> _İstenen İşler_:
(a) Verilen metne göre yazar 1969 yılının Eylül ayı sonlarında hangi okulu yeni bitirmişti?
(b) Verilen metin, 1969 Eylül sonlarında siyasi parti genel başkanlarının ve kurmaylarının yurt genelinde miting gezileri yapmasını neye bağlıyor? Bir iki cümleyle açıklayın.

> _Verilen Metin_:
====

SİYASETÇİNİN iki ANA UNSURU; GÜVEN ve DÜRÜSTLÜK.....

26 Ekim 2022 - 21:08

Sn. Turan Ateş Bey'in "SİYASETÇİNİN iki ANA UNSURU; GÜVEN ve DÜRÜSTLÜK....." başlıklı makalelerini siz değerli okurlarımızın ilgisine sunuyoruz.



       1969 yılının Eylül Ayı sonları.... Ekim Ayı ortalarında Türkiye Milletvekili  Seçimlerine endeksli....Siyasiler ve Adaylar Seçim Bölgelerinde ve Siyasi Partilerin Genel Başkanları ve Kurmayları Yurt düzeyinde Propoğanda amaçlı  MİTİNG Gezileri  yapıyorlar....
        Ben Kırşehir İlköğretmen Okulunu yeni bitirdim ve Memleketim olan Kırşehir ili-Kaman ilçesinin bir köyüne yeni atanmış  öğretmenim....
       Henüz Okula gidip göreve fiilen başlamadım....
       Kırşehir'e; Millet Partisi Genel Balkanı merhum Osman BÖLÜKBAŞI  ve emekli Genel Kurmay Başkanı Orgeneral Cemal TURAL geldiler....
      Tabii; BÖLÜKBAŞI Kırşehir'in yetiştirdiği kendine özgü ve son derecede dürüst bir Siyasetçi ve de LİDER...
      Saat 15.00 sıralarında Osman BÖLÜKBAŞI, TURAL paşa ile beraber miting alanına geldiler....
      Merhum Osman BÖLÜKBAŞI;Kırşehir'in yetiştirdiği ve uzun konuşmaları yanında hazır cevapçı bir HATİP...Zevkle dinlenir....Miting alanlarında 6-7 saat konuşur...Herkes de zevkle dinler....Bölükbaşı'da kendisini dinleten bir Hatip....

====

> _Öğe Listesi_:

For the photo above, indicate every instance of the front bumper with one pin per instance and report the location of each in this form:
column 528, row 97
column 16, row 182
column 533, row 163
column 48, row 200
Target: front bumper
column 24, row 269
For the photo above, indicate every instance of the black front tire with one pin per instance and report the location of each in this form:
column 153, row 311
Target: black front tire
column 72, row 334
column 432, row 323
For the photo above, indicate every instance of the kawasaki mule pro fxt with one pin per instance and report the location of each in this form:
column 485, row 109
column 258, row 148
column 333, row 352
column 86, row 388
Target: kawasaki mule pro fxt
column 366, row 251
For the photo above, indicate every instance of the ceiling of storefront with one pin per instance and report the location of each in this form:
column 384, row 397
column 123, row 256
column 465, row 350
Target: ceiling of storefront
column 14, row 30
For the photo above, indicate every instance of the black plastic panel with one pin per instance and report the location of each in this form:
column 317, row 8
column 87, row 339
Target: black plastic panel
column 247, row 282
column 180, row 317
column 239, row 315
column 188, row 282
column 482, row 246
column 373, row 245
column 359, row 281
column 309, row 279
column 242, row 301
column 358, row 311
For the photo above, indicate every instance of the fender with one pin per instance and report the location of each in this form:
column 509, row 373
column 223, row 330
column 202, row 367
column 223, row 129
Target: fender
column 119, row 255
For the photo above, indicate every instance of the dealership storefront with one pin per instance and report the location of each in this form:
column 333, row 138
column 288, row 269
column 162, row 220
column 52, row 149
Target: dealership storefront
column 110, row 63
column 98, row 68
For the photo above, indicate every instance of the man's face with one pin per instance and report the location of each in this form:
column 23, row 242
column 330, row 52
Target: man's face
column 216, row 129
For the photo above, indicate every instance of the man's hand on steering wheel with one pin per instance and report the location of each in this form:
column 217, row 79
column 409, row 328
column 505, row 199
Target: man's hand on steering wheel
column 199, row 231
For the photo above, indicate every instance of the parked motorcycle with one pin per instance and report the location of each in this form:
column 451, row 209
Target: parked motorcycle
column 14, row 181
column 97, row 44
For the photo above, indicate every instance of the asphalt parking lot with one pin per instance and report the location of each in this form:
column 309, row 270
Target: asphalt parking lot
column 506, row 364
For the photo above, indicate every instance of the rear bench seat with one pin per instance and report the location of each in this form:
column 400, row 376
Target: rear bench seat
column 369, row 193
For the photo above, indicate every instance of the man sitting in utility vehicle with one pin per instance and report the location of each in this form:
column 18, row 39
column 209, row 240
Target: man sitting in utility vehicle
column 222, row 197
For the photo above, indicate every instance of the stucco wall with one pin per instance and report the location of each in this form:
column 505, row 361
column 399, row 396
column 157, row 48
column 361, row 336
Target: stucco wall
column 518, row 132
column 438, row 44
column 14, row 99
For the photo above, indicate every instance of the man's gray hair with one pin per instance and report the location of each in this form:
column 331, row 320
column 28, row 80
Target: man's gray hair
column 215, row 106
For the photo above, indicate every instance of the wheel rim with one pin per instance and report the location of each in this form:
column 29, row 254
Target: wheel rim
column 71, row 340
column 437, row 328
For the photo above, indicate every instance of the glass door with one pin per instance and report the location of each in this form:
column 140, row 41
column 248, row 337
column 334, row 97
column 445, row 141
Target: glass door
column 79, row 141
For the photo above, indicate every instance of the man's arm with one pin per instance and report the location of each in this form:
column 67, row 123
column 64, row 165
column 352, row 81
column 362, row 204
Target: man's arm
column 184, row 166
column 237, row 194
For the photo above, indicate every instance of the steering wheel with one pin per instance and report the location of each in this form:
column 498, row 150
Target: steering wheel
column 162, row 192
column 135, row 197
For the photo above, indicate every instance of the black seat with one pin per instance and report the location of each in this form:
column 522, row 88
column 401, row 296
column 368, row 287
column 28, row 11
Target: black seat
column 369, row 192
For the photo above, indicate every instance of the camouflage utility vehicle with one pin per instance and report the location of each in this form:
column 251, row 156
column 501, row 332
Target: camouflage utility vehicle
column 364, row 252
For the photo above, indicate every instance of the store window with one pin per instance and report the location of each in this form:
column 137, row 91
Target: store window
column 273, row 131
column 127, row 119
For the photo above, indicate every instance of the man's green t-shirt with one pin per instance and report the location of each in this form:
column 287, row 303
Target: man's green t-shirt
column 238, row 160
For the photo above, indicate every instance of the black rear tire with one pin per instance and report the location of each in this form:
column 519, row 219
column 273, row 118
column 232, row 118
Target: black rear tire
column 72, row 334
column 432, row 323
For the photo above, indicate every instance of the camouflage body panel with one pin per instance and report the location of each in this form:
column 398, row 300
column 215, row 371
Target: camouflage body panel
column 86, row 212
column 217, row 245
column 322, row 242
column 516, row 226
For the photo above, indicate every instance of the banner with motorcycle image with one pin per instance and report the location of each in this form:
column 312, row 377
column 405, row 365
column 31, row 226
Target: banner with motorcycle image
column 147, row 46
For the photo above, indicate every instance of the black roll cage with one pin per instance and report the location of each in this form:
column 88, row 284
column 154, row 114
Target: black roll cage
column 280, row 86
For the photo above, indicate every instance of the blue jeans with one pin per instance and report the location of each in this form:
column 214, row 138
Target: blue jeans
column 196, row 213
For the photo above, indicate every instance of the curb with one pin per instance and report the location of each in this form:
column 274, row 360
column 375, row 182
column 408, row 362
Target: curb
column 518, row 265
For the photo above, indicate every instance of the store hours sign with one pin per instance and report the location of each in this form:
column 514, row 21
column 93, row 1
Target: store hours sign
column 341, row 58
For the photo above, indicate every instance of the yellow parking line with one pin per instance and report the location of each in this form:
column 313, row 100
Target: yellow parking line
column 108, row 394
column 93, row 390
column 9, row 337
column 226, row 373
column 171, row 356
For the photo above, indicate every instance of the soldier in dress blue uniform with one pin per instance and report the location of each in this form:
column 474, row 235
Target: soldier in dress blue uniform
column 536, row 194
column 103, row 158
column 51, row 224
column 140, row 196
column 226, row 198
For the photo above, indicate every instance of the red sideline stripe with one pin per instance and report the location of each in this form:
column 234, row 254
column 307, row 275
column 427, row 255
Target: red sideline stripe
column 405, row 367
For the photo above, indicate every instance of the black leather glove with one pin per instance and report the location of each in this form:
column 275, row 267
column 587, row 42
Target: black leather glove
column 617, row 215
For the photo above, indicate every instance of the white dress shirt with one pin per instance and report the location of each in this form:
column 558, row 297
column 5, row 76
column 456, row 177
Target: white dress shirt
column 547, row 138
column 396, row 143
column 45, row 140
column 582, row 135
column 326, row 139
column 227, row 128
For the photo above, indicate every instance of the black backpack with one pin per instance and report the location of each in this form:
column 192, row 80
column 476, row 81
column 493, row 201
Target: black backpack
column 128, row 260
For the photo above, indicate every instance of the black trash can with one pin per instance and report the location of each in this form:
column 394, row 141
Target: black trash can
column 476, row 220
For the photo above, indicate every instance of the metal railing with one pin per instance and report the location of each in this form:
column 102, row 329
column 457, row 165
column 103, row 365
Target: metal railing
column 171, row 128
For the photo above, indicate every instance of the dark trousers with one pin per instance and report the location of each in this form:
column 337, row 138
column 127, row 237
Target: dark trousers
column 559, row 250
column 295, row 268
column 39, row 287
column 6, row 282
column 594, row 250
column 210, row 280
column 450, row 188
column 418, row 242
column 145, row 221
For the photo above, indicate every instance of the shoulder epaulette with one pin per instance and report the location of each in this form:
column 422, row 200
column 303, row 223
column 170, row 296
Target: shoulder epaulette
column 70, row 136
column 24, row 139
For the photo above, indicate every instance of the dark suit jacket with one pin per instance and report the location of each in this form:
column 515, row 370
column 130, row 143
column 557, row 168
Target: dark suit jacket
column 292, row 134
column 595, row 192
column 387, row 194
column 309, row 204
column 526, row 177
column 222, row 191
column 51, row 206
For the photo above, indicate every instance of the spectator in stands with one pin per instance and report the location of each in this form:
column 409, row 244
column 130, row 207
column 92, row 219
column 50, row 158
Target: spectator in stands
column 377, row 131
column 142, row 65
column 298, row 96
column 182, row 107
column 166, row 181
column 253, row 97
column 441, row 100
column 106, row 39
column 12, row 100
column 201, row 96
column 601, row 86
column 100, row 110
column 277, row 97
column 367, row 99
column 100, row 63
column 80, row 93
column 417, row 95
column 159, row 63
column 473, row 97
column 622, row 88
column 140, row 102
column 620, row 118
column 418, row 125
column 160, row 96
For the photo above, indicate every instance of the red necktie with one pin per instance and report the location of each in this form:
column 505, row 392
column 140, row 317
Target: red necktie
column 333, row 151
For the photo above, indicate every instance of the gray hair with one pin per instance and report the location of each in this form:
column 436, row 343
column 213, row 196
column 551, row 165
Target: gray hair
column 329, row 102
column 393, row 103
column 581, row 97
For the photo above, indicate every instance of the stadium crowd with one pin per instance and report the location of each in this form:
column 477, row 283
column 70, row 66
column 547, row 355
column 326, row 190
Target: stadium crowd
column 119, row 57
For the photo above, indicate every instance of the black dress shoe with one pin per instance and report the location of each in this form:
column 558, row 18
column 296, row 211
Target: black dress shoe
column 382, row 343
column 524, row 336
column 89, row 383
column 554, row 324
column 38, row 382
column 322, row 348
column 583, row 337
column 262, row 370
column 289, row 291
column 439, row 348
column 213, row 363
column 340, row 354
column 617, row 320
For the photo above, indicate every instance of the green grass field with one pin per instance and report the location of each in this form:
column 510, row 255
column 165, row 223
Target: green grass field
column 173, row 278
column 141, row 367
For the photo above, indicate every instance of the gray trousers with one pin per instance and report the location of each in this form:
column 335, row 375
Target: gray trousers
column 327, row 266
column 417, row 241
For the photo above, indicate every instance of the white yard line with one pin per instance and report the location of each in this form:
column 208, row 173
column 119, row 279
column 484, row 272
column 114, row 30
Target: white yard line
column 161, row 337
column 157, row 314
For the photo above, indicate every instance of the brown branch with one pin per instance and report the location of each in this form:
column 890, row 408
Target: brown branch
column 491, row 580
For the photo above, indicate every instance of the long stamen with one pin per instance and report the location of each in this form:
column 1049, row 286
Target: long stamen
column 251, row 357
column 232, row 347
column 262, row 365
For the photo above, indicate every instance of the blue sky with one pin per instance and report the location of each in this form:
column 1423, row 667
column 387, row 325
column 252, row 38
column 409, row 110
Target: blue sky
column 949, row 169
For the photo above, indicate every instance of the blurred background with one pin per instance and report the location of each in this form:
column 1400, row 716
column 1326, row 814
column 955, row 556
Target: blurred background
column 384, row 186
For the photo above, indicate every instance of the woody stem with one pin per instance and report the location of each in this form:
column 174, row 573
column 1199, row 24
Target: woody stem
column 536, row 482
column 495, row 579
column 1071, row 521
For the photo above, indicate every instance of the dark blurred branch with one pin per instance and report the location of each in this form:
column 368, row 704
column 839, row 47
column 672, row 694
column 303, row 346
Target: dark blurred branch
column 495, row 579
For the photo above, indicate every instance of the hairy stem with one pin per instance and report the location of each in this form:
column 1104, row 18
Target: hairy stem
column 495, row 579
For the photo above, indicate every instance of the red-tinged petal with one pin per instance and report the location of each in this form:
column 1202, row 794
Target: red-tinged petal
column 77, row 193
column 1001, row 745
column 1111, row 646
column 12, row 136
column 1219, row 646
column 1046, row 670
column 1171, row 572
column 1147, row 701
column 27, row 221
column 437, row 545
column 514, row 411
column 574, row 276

====

> _Görev Çözümleri_:
(a) Kırşehir İlköğretmen Okulunu.

(b) Ekim ayı ortalarında Türkiye milletvekili seçimleri yapılacaktı. Genel başkanlar ve kurmayları bu seçimlere yönelik propaganda amacıyla yurt düzeyinde miting gezileri yapıyorlardı.